= Excerpt provided =

The present invention relates generally to a method for improving the relevance of search results by considering the context of the query as well as its arguments.
As computers and networks grow and multiply, and as the amount of data being gathered and probed increases exponentially, search engines have become indispensable tools for most aspects of business.
Search engines turn vast reservoirs of meaningless data into invaluable information. It is the capability of these engines to separate the wheat from the chaff that powers the great databases of the world, which in turn power most information management systems: supply and demand, CRM, e-commerce, payroll, accounting, documentation, file management, customization, ad-serving and many other types of systems.
Search technology has become increasingly strategic for all aspects of business. It has become a formidable money-maker for various technology and media players on the internet, and is at the top of the priority list for companies like Microsoft, Google, Yahoo and AOL, among a myriad of other ventures of all sizes.
Search technology is at the heart of the commerce and culture revolution of our times, and as the volume of data and the number of queries grow, the importance of the relevance of those queries grows too. Relevant results are defined herein as “having some sensible or logical with something else, for example, a matter being discussed or investigated.” Hence, if what we are looking for are “relevant” results, and that means that they have a sensible or logical connection to something else, it becomes obvious that the “something else” has to be a consideration in the query.
Many initiatives and ideas aimed at improving the relevance of results have emerged in the last few years, the most influential and widely discussed of them being the Google search algorithm. By taking into consideration the number of links connecting to a given page, and the number of people who find it useful or interesting, Google tackled relevancy head on. Searches are no longer performed in a vacuum, they take into consideration earlier searches and connections between the data that were not considered previously.
The present application extends the contextual nature of the search by considering the context in which the search arguments where found.
It is an object of the present invention to enhance the relevance of search results by considering additional data surrounding queried text. Preferably, this is achieved by delivering search functionality within other applications instead of as a text entry box with no relation to the context in which the query arguments are originally found.
Prior to the current invention, searches have been performed more or less in the following fashion:
It becomes clear from the above description that the string that is used for the query is removed from its context and pasted into another application (or another website) before the search is performed. This removal from context hinders the search engine's ability to render relevant results, since relevance is by definition a function of context and context is no longer available.
To solve this problem, the present invention brings search capabilities to the original document, whether it is a web page, a Microsoft Word file, a database file or any other kind of data. Thus, it is possible to consider the text surrounding the selection.

[Excerpts of labeled region data]
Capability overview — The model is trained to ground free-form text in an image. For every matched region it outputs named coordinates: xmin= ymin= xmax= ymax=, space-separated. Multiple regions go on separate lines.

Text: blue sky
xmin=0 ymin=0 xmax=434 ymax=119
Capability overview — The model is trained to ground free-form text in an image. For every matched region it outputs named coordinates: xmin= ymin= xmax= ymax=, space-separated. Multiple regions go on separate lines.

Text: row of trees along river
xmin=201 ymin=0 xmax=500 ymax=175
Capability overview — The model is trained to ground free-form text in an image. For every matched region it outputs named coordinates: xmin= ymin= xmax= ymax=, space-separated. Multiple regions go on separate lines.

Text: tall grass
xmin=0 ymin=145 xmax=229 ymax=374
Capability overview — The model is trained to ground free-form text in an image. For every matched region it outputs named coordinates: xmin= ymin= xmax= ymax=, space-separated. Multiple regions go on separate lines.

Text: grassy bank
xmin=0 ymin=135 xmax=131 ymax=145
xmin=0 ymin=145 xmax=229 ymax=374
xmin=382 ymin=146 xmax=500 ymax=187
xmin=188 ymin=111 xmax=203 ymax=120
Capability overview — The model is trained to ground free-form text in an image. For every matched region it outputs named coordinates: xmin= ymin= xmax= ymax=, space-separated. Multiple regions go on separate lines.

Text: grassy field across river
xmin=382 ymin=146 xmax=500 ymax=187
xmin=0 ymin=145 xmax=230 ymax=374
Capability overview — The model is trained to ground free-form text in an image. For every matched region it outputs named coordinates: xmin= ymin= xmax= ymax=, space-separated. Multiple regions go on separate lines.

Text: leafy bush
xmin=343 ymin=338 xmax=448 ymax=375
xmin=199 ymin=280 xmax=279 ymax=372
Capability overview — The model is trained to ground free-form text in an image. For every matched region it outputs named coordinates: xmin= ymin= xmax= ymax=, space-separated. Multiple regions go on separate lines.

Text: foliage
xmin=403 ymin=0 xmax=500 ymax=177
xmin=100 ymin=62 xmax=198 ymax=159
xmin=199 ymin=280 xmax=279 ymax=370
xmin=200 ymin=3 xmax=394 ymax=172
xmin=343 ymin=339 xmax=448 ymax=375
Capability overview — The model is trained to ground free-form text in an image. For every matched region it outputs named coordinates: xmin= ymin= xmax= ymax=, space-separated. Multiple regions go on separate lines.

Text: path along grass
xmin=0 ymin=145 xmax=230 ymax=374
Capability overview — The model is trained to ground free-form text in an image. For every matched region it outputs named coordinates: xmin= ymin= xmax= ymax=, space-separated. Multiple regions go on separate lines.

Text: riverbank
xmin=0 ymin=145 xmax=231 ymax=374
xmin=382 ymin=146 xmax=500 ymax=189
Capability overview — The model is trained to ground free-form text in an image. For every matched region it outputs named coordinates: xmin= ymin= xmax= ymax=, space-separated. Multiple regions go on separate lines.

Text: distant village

= Things to do =
1. According to the search relevance text, why does lifting the query string out of its original document and pasting it elsewhere hurt the search engine's results? Answer in one to three sentences.
2. Copy the search relevance text from "Search technology is" to "in the query.".

= Full answers =
1. Pasting the query string elsewhere strips away its context, so the search engine can no longer return relevant results. Relevance is by definition a function of context, and once the string is removed, that context is no longer available.

2.
Search technology is at the heart of the commerce and culture revolution of our times, and as the volume of data and the number of queries grow, the importance of the relevance of those queries grows too. Relevant results are defined herein as “having some sensible or logical with something else, for example, a matter being discussed or investigated.” Hence, if what we are looking for are “relevant” results, and that means that they have a sensible or logical connection to something else, it becomes obvious that the “something else” has to be a consideration in the query.